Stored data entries
——
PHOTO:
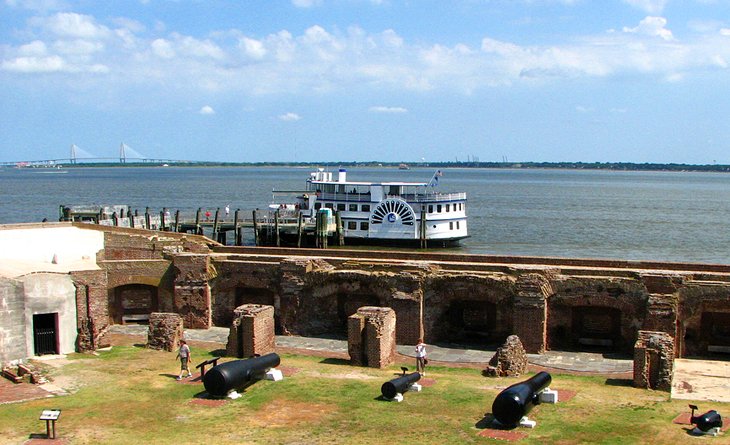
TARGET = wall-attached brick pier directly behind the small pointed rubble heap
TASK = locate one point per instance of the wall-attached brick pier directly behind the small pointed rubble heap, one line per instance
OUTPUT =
(530, 311)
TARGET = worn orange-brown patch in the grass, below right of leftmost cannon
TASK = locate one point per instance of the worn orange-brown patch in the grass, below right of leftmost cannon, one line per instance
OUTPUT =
(281, 413)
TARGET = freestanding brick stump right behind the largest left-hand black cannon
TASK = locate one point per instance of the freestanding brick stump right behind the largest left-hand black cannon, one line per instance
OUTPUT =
(252, 331)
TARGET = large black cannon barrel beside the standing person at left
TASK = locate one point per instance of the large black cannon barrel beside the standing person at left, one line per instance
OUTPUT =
(221, 379)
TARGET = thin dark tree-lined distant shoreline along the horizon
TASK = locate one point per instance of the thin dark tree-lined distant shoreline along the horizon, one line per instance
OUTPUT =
(615, 166)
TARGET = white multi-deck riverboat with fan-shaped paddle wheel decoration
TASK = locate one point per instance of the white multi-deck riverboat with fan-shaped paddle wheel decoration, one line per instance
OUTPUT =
(380, 212)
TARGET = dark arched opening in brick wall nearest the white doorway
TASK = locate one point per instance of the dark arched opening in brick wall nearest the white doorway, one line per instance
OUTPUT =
(133, 303)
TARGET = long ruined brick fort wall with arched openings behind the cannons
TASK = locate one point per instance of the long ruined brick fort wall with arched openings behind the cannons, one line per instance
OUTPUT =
(477, 300)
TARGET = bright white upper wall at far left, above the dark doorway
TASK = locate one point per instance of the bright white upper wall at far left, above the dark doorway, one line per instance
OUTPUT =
(40, 244)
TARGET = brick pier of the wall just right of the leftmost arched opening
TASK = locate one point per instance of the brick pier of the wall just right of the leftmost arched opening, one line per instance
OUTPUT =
(191, 297)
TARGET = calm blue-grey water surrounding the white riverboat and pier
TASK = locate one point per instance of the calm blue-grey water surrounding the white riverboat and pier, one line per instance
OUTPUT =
(588, 214)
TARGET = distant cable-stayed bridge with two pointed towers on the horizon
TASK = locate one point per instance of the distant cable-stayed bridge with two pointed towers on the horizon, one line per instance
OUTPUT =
(80, 156)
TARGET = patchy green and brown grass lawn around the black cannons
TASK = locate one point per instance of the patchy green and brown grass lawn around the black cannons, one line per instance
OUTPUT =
(129, 395)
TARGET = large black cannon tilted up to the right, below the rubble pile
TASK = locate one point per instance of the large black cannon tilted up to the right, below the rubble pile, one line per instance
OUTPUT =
(517, 400)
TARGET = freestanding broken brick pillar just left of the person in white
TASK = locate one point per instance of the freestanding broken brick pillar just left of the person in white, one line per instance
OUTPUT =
(371, 337)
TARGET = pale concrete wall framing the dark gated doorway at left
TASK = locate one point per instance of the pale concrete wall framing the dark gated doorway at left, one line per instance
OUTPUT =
(47, 293)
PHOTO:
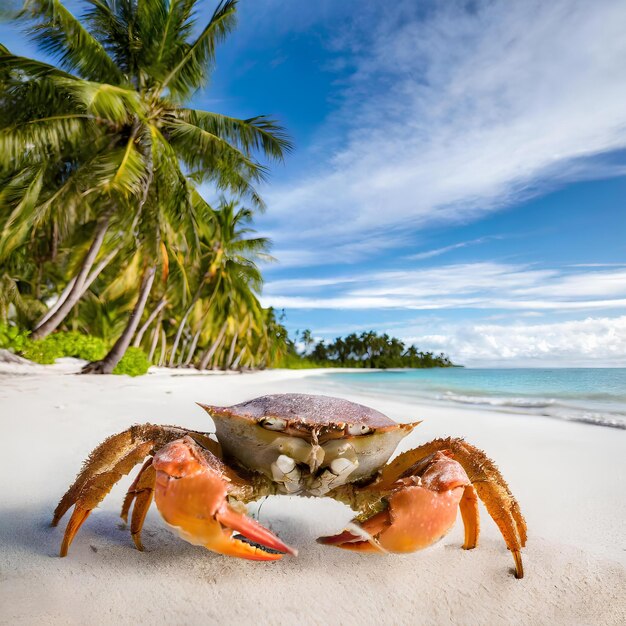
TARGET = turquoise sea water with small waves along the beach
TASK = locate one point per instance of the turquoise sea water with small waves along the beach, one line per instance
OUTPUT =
——
**YOUR TASK:** What you print must match the entries exactly, except that no pictures appear.

**YOUR RESPONSE:**
PHOTO:
TARGET = wall-attached brick pier directly behind the small pointed rubble heap
TASK = locate one point per instance of the wall-attached brick pier directly behind the small pointed rubble heap, one line per instance
OUTPUT =
(530, 311)
TARGET = worn orange-brown patch in the grass, below right of leftmost cannon
TASK = locate one point per instance of the worn orange-brown patch in the grass, below right of leftmost cannon, one line per instance
OUTPUT =
(281, 413)
TARGET = freestanding brick stump right behind the largest left-hand black cannon
TASK = locate one point per instance of the freestanding brick stump right behind the largest left-hand black cannon, one line per instance
OUTPUT =
(252, 331)
TARGET = large black cannon barrel beside the standing person at left
TASK = locate one point per instance of the large black cannon barrel beside the standing person at left, one line per instance
OUTPUT =
(221, 379)
TARGET = thin dark tree-lined distant shoreline along the horizon
TASK = locate one point per instance of the thin dark tree-lined distant shoreline along the horizon, one line per instance
OUTPUT =
(615, 166)
TARGET = white multi-deck riverboat with fan-shaped paddle wheel decoration
TASK = locate one point per instance of the white multi-deck riverboat with fan-shaped paddle wheel decoration, one line per instance
OUTPUT =
(380, 212)
TARGET = dark arched opening in brick wall nearest the white doorway
TASK = locate one point per instance of the dark arched opening in brick wall nearest the white doorway, one line per instance
OUTPUT =
(133, 303)
TARGET = long ruined brick fort wall with arched openings behind the cannons
TASK = locate one point per instance of the long ruined brick fort wall with arched openings behind the cannons, one line per instance
OUTPUT =
(477, 300)
TARGET = bright white upper wall at far left, above the dark doorway
TASK = locate one point per instance of the bright white upper wall at far left, above the dark doorway, one line per instance
OUTPUT =
(40, 244)
TARGET = brick pier of the wall just right of the leftmost arched opening
TASK = locate one point per instance of the brick pier of the wall just right of the leftmost arched opening, one line per instance
OUTPUT =
(191, 297)
TARGET = calm blue-grey water surrounding the white riverboat and pier
TASK = locate one point per instance of the calm blue-grey water surrounding the white riverboat and pier, one line per instance
OUTPUT =
(588, 214)
TARGET = distant cable-stayed bridge with two pointed towers on the horizon
TASK = locate one point per instance of the distant cable-stayed bridge with two pointed towers on the horizon, one line per instance
OUTPUT =
(80, 156)
TARGET = patchy green and brown grass lawn around the black cannons
TASK = locate one point per instance of the patchy green and brown grass lawn around the black cannons, one line per instance
OUTPUT =
(129, 395)
TARGET = large black cannon tilted up to the right, below the rubble pile
TASK = locate one point per instance of the large black cannon tilted up to the right, below the rubble pile, one line per instance
OUTPUT =
(517, 400)
TARGET = freestanding broken brick pillar just left of the person in white
TASK = locate one point per instance of the freestanding broken brick pillar just left of the person in white, one line per instance
OUTPUT =
(371, 337)
TARGET = pale concrete wall framing the dark gated doorway at left
TASK = locate one point per instance of the pale concrete wall framing the dark gated doorway at left, one line per instance
OUTPUT =
(47, 293)
PHOTO:
TARGET = turquoise sea water with small waves along the beach
TASK = locate one point per instance of the turquoise sea water with small waves along the beach, one line per instance
OUTPUT =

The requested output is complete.